Tim Bourguignon 10:39
Hello imposters. If you work in tech want to work in tech or are tech curious in any way you'll want to listen to this. We've launched a community of professionals who come together to share information and advice about jobs, roles, careers, and the journeys we all take throughout our lives as the designers, builders, fixers investigators, explainers and protectors of the world's technology. We call it the impostor syndrome network. And all are welcome. So find the impostor syndrome network, podcast, wherever you listen to find podcasts, and look for the isn community on your favorite social platform. Hashtag imposter network.
Julianna Lamb 11:22
Yeah, so when I transferred into Stanford, I came in with like a year of credits, basically, from Georgetown, where I'd done sort of general education, some of my finance classes, etc. And so I had all of these credits, none of them applied to my computer science degree, though. And so I basically started from square one and did four full years at Stanford to do the computer science degree. What that meant is that I had most of my general education requirements out of the way. And so I could choose whatever classes I wanted to sort of fill my schedule with. And so I tried a couple of different areas and landed on history. And the reason I really liked that is I think, I've always enjoyed sort of learning about history and having really engaging sort of discussions about it, too. And so it was a really nice contrast to you know, I had 100 person lecture classes for computer science, they were oftentimes, like recorded and I could watch them online. And I was like, Okay, I'm like sitting here on the Stanford campus and watching my like, ces lecture from my dorm room, I feel like I'm not really taking advantage of the education opportunity here. And so in contrast, history classes were like, you know, 1020 people where you're sitting around a table with a professor, and really just like digging deep on issues having really engaging discussions. And so I think there's probably a bunch of subjects that could have satisfied that. But I found the topics in the history classes, the most engaging, it was really intentional to feel like I was getting more out of my education kind of I was like, I want to spend time like learning from my peers and talking to professor's and engaging a different part of my brain as well. And I think it's proven to be very useful, actually, because you spend so much time writing arguments for history classes, it's what your papers are, it's like a can take some problem and write some argument about it, right. And you're doing that constantly in the workplace, too, right? I'm writing a product spec and arguing why we should prioritize building some feature, etc. So I think it ended up being a really like good pairing of sort of disciplines. And I definitely didn't plan it that way. But in hindsight, it was good.
Tim Bourguignon 13:39
It's amazing how in hindsight, it all the dominoes fall down against the hole. That's where I picked up this skill. And oh, that's where the other one comes from. And you see the past clearly. But if you turn around, everything is dark. Awesome. Yeah. That was good. I'm glad that you see the value in that. So how did getting out of Stanford look like for you? How was it to graduate and start working in? Well, startup land? Since you started with Strava?
____
## Set problem
Decide whether each statement agrees with the podcast transcript, answering yes or no and quoting the words from the transcript that settle it: (a) None of Julianna Lamb's Georgetown credits applied to her computer science degree. (b) Her history classes were often recorded so she could watch them online. (c) She planned from the start to pair history with computer science. The data that comes next was taken from a separate source.

[A series of records]
____
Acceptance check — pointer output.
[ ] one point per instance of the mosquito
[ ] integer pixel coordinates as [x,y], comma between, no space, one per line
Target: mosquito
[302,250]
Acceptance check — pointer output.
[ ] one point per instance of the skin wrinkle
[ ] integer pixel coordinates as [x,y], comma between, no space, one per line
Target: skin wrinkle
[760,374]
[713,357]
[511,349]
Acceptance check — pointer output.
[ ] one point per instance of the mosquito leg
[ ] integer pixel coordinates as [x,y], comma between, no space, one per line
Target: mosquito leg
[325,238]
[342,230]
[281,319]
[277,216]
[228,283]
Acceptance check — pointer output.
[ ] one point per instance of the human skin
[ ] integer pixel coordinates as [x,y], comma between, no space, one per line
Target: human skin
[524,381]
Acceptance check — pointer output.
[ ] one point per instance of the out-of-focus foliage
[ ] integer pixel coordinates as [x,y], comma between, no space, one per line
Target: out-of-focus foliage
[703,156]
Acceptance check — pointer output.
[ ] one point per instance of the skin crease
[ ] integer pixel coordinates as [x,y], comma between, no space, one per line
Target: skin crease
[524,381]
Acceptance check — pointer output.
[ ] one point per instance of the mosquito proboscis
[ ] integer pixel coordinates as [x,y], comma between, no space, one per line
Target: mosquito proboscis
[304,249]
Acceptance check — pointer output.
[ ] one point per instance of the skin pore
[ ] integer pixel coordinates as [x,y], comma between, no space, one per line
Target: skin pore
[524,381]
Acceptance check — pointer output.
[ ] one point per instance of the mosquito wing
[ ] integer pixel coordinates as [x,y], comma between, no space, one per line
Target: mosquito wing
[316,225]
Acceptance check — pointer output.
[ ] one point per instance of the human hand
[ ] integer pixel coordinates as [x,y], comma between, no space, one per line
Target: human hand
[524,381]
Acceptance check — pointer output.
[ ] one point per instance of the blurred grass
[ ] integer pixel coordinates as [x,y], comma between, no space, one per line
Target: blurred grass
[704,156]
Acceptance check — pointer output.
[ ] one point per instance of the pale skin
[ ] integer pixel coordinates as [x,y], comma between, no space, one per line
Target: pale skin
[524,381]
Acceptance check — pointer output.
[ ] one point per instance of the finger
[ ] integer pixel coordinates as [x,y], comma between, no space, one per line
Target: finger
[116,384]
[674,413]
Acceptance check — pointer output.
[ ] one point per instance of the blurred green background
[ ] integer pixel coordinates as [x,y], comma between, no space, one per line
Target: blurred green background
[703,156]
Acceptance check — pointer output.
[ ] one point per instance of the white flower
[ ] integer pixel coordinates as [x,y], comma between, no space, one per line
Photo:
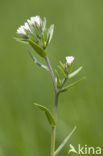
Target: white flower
[69,59]
[34,20]
[21,30]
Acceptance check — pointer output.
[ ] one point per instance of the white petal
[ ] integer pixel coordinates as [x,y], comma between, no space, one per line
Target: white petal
[36,19]
[21,30]
[30,22]
[69,59]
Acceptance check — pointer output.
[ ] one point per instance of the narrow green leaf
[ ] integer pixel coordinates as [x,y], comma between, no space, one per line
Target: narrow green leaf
[58,79]
[75,72]
[71,85]
[21,40]
[62,71]
[65,141]
[62,65]
[48,114]
[37,48]
[36,61]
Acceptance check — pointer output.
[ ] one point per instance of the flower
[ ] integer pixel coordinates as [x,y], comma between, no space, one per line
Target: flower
[35,30]
[69,59]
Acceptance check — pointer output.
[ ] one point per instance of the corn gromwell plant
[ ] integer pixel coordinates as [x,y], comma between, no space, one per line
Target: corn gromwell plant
[35,33]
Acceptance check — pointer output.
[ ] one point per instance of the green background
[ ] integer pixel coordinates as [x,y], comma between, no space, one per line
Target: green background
[24,131]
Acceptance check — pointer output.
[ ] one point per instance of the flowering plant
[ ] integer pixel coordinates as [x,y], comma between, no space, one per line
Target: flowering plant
[35,33]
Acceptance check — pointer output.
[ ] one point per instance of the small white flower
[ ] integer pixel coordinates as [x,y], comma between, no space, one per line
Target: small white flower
[69,59]
[34,20]
[21,30]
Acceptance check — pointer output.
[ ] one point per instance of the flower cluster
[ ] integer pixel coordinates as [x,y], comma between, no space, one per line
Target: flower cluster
[35,30]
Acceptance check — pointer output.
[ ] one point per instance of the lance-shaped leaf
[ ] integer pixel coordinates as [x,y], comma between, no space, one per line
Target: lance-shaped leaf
[71,85]
[75,72]
[58,79]
[65,141]
[47,113]
[21,40]
[36,61]
[37,48]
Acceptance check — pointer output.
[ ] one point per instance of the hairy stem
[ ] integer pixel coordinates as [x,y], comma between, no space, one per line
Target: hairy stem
[51,73]
[53,131]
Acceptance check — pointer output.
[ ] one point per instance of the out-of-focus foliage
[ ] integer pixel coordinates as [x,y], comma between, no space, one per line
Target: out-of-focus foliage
[78,32]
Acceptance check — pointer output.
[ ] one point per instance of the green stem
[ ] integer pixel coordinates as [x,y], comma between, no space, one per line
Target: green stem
[53,131]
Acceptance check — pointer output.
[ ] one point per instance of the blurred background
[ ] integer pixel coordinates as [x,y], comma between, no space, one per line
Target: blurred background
[24,130]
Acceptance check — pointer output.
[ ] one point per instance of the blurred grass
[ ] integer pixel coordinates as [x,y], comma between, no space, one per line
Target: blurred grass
[78,32]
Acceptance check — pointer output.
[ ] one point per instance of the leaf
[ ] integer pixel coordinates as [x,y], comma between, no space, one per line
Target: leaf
[65,141]
[62,65]
[75,72]
[47,113]
[37,48]
[58,79]
[50,32]
[36,61]
[44,24]
[71,85]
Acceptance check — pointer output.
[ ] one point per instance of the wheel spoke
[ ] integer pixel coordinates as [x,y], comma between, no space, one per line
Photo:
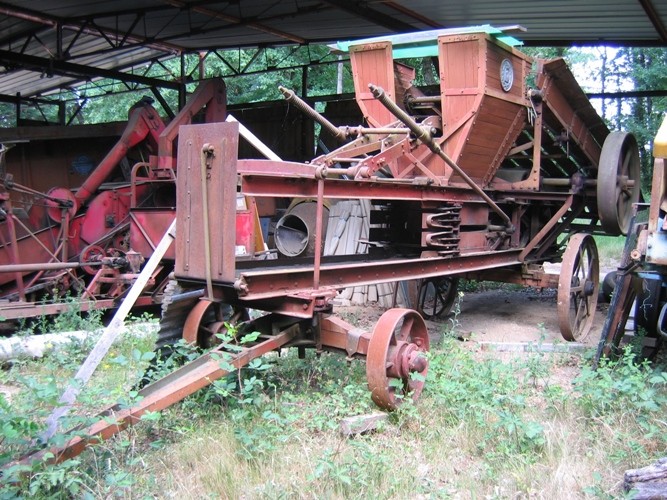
____
## Answer below
(a) Yes: "none of them applied to my computer science degree, though."
(b) No: "I had 100 person lecture classes for computer science, they were oftentimes, like recorded and I could watch them online."
(c) No: "I definitely didn't plan it that way."